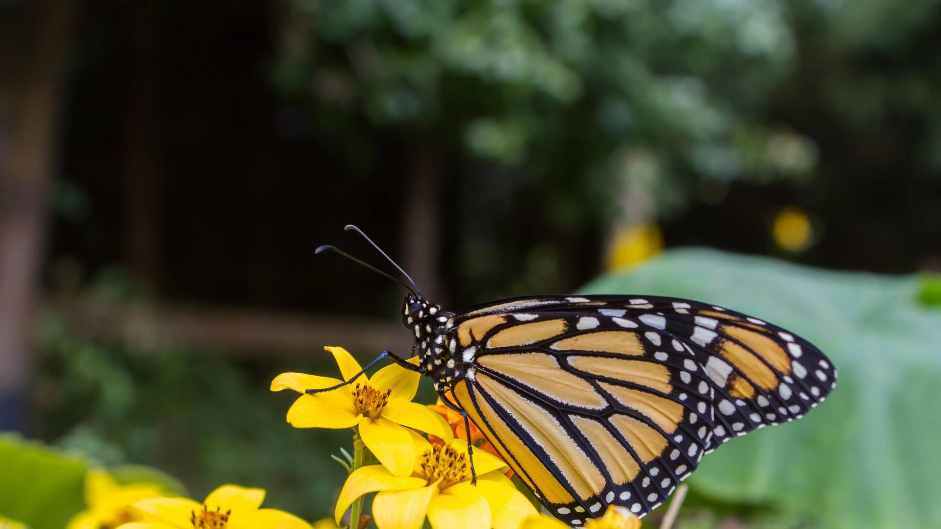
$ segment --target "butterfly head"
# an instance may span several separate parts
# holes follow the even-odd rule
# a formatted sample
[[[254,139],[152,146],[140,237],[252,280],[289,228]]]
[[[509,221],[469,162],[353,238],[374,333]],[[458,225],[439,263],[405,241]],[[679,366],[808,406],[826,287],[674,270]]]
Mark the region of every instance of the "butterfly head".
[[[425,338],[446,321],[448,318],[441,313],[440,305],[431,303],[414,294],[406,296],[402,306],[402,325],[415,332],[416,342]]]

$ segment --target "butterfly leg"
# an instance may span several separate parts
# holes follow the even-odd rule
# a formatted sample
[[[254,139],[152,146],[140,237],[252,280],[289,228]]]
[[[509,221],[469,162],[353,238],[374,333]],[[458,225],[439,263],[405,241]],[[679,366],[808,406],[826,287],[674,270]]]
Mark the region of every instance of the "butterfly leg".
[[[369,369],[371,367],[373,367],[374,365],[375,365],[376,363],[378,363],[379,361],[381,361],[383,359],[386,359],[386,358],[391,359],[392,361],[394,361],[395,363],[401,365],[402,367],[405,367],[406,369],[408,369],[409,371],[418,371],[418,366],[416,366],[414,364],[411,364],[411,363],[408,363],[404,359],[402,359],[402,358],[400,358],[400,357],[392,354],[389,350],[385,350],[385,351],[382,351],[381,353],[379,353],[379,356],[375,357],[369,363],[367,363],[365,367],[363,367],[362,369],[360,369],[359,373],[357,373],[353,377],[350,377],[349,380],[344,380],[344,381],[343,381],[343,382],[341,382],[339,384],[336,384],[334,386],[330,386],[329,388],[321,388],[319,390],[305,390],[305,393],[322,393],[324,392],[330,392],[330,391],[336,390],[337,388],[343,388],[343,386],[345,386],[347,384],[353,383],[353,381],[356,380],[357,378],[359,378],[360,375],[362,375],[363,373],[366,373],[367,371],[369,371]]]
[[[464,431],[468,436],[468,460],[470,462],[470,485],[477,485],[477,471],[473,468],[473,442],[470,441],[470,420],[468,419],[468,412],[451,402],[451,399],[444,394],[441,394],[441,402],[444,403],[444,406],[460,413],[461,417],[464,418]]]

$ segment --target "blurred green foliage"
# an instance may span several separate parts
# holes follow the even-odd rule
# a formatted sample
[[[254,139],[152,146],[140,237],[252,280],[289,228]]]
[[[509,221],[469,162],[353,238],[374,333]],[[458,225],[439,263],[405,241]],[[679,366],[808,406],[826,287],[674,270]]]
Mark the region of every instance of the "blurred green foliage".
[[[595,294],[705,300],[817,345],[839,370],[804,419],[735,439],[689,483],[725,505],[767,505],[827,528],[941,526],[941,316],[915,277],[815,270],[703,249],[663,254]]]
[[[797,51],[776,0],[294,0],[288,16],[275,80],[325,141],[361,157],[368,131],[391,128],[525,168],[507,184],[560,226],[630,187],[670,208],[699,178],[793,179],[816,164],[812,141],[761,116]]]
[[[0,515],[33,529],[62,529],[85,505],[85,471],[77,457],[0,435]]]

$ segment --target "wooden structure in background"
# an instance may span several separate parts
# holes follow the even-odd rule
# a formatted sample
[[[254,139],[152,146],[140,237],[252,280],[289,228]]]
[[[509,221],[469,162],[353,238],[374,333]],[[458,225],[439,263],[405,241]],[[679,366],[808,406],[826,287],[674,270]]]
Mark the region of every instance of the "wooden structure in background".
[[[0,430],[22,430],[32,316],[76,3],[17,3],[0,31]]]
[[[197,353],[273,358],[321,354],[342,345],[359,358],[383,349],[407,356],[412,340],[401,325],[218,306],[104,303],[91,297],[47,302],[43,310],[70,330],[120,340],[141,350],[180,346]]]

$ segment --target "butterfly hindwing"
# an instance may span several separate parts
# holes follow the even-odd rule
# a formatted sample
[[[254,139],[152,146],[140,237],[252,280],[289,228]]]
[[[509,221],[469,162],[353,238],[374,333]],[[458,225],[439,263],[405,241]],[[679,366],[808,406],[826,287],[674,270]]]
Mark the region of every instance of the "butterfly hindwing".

# Aim:
Count how many lines in the data above contain the string "butterfly" and reply with that number alone.

# Result of the exercise:
6